_Exercise material:_
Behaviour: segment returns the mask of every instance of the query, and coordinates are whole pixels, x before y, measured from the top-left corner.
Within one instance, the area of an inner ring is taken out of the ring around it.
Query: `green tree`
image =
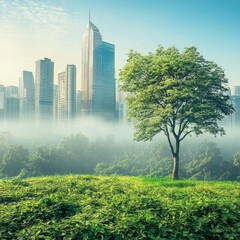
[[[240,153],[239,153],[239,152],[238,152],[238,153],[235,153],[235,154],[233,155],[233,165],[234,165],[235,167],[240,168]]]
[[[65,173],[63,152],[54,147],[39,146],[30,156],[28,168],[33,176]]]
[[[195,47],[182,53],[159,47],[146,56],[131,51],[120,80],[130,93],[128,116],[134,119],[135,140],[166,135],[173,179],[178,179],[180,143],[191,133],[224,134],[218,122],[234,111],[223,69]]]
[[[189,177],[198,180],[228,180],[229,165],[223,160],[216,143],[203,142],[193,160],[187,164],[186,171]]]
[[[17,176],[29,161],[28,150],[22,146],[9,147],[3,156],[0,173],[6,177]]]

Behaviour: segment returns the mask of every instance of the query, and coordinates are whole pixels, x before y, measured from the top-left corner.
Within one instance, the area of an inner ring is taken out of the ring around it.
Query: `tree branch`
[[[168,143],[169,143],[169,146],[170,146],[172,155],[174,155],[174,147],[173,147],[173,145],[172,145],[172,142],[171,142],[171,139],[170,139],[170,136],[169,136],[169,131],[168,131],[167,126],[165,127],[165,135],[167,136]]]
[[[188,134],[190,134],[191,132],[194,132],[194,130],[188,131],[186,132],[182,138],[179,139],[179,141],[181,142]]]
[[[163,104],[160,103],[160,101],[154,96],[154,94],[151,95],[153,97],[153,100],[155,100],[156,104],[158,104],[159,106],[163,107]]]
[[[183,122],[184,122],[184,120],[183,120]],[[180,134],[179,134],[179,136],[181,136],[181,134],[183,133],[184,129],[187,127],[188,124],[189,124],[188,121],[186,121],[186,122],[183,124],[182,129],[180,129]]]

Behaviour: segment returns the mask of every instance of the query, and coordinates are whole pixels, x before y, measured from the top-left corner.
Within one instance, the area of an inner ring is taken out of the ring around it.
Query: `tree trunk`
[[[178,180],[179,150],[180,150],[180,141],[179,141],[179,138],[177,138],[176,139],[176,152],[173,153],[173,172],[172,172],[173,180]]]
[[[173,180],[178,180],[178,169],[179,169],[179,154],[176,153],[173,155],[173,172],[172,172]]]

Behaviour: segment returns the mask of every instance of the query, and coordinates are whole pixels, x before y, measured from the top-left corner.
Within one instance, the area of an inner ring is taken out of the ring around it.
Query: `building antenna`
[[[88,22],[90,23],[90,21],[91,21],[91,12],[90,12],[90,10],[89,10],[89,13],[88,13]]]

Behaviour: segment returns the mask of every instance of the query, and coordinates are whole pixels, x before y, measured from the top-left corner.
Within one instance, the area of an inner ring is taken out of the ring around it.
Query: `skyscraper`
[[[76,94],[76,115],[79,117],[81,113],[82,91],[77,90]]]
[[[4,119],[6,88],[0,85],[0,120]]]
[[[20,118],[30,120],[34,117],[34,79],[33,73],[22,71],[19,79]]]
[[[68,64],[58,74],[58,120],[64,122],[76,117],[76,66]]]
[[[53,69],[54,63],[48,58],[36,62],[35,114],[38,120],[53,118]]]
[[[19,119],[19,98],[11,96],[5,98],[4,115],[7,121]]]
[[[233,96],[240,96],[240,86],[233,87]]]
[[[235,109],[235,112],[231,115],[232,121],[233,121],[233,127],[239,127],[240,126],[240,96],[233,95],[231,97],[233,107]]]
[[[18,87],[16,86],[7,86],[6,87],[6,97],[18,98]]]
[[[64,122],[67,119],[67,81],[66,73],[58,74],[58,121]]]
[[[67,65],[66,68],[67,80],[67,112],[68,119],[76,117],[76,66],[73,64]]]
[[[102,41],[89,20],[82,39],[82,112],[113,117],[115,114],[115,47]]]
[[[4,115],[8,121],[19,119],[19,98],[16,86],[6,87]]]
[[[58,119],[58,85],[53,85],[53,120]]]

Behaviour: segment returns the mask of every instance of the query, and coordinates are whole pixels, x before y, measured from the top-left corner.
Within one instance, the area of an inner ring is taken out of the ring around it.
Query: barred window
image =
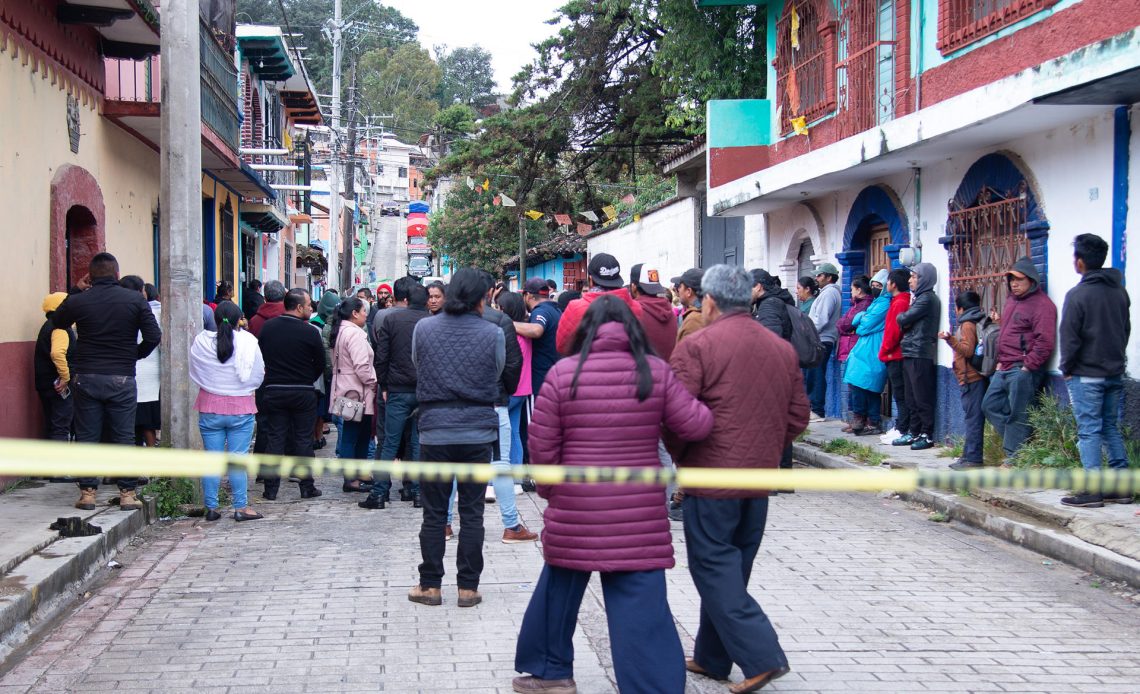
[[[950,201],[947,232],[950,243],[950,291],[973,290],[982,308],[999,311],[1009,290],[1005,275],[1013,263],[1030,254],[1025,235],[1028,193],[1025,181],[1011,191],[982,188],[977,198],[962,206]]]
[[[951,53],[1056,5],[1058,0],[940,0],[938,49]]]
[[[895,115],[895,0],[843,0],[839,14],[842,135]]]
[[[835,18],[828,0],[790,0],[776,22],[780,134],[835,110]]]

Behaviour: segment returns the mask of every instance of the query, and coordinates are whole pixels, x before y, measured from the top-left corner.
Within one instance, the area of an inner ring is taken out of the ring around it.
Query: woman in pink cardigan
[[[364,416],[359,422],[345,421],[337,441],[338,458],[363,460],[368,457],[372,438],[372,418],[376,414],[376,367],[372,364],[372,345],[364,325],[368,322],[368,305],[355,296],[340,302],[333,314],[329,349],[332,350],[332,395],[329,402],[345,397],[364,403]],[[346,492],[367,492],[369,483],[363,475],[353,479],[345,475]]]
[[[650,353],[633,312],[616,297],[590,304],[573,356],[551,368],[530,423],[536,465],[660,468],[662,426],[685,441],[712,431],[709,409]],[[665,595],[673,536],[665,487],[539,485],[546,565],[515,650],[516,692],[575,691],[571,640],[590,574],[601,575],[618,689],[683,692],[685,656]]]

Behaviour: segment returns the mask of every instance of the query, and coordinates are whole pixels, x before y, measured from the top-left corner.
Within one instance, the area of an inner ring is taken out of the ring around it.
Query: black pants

_Your assignment:_ Where an entry includes a picture, drop it, and print the rest of the material word for word.

_Problem solution:_
Behaviour: segment returns the mask of every instance of the query, and coordinates are whole pixels, x before y, measured from the top-left corner.
Within one instance, the area of an inner ring is taken out of the ring around it.
Query: `green tree`
image =
[[[240,153],[239,153],[239,152],[238,152],[238,153],[235,153],[235,154],[233,155],[233,165],[234,165],[235,167],[240,168]]]
[[[65,173],[63,152],[54,147],[39,146],[30,156],[28,168],[33,176]]]
[[[195,47],[182,53],[159,47],[146,56],[131,51],[120,80],[130,93],[128,116],[134,119],[135,140],[166,135],[173,179],[178,179],[180,143],[191,133],[224,134],[218,122],[234,111],[223,69]]]
[[[189,177],[198,180],[228,180],[229,165],[223,160],[216,143],[203,142],[193,160],[187,164],[186,171]]]
[[[17,176],[29,161],[28,150],[22,146],[9,147],[3,156],[0,173],[6,177]]]

Behaviour: segment returns the mask of every instance of the query, and coordinates are whole pixels, x before y, measured from the top-left corner.
Within one instance, the area of an inner ring is taken out of the ring around it.
Query: `tree branch`
[[[168,143],[169,143],[169,146],[170,146],[172,155],[174,155],[174,147],[173,147],[173,145],[172,145],[172,142],[171,142],[171,139],[170,139],[170,136],[169,136],[169,131],[168,131],[167,126],[165,127],[165,135],[167,136]]]
[[[188,134],[190,134],[191,132],[194,132],[194,130],[188,131],[186,132],[182,138],[179,139],[179,141],[181,142]]]
[[[163,104],[160,103],[160,101],[154,96],[154,94],[151,95],[153,97],[153,100],[155,100],[156,104],[158,104],[159,106],[163,107]]]
[[[183,122],[184,122],[184,120],[183,120]],[[180,134],[179,134],[179,136],[181,136],[181,134],[183,133],[184,129],[187,127],[188,124],[189,124],[188,121],[186,121],[186,122],[183,124],[182,129],[180,129]]]

Behaviour: segment returns the mask of every instance of the query, and coordinates are whole pixels, x before y, measured from the top-left corner.
Within one instance, the area of an inner ring is taken out of the ring around it.
Query: `tree trunk`
[[[178,180],[179,150],[180,150],[180,141],[179,141],[179,138],[177,138],[176,139],[176,152],[173,153],[173,172],[172,172],[173,180]]]
[[[173,180],[178,180],[178,169],[179,169],[179,154],[176,153],[173,155],[173,172],[172,172]]]

Behaviour: segment returns the mask of every instance of the query, and coordinates are whole pixels, x before y, measured from the top-left corner.
Within one instance, the area of an inner ring is taken out of the ring around it.
Query: `building antenna`
[[[88,22],[90,23],[90,21],[91,21],[91,12],[90,12],[90,10],[89,10],[89,13],[88,13]]]

Behaviour: segment returns the mask of every instance of the query, and coordinates are whole pixels, x before y, measured from the top-left corner.
Within one instance, the area of an inner ring is taken out of the ring around it.
Query: `skyscraper`
[[[76,94],[76,115],[79,117],[81,113],[82,91],[77,90]]]
[[[4,119],[6,88],[0,85],[0,120]]]
[[[20,118],[30,120],[34,117],[34,79],[33,73],[22,71],[19,79]]]
[[[68,64],[58,74],[58,120],[64,122],[76,117],[76,66]]]
[[[53,69],[54,63],[48,58],[36,62],[35,114],[38,120],[53,118]]]
[[[19,119],[19,98],[11,96],[5,98],[4,115],[7,121]]]
[[[233,96],[240,96],[240,86],[233,87]]]
[[[235,109],[235,112],[231,115],[232,121],[233,121],[233,127],[239,127],[240,126],[240,96],[233,95],[231,97],[233,107]]]
[[[18,87],[16,86],[7,86],[6,87],[6,97],[18,98]]]
[[[64,122],[67,119],[67,81],[66,73],[58,74],[58,121]]]
[[[67,65],[66,68],[67,80],[67,112],[68,119],[76,117],[76,66],[73,64]]]
[[[102,41],[89,20],[82,39],[82,112],[113,117],[115,114],[115,47]]]
[[[4,115],[8,121],[19,119],[19,98],[16,86],[6,87]]]
[[[58,119],[58,85],[53,85],[53,120]]]

Behaviour: segment returns the mask of every instance of the query, and coordinates are whole pixels, x before y, measured from the top-left corner.
Within one instance, the area of an inner ring is taken out of the ring around it.
Query: barred window
image =
[[[950,201],[947,232],[950,243],[950,291],[973,290],[982,308],[999,311],[1009,290],[1005,275],[1013,263],[1030,254],[1025,235],[1028,193],[1025,181],[1011,191],[982,188],[977,198],[962,206]]]
[[[951,53],[1056,5],[1058,0],[940,0],[938,49]]]
[[[895,115],[895,0],[843,0],[839,14],[842,135]]]
[[[835,18],[828,0],[790,0],[776,22],[780,134],[835,110]]]

Behaviour: segment returns the mask of every instance of the query, and coordinates are whole pixels, x before y, measured from the top-left corner.
Within one instance, the area of an inner ring is taken out of the ring around it.
Query: woman in pink cardigan
[[[364,416],[359,422],[345,421],[337,441],[338,458],[363,460],[368,457],[372,438],[372,418],[376,414],[376,367],[372,364],[372,345],[364,325],[368,322],[368,305],[355,296],[340,302],[333,314],[329,349],[332,350],[332,395],[329,402],[345,397],[364,403]],[[346,492],[367,492],[369,483],[363,475],[353,479],[345,475]]]
[[[650,353],[633,312],[616,297],[590,304],[573,356],[551,368],[530,423],[536,465],[660,468],[662,426],[685,441],[712,431],[709,409]],[[665,595],[673,536],[665,487],[539,485],[546,565],[515,650],[516,692],[575,691],[571,640],[590,574],[601,575],[618,689],[683,692],[685,656]]]

Behaviour: segment returns the mask of every instance of the query, and coordinates are whole pixels, x before y, measured from the top-left corner.
Within one instance, the area of an inner ring is taken out of the ring around it.
Query: black pants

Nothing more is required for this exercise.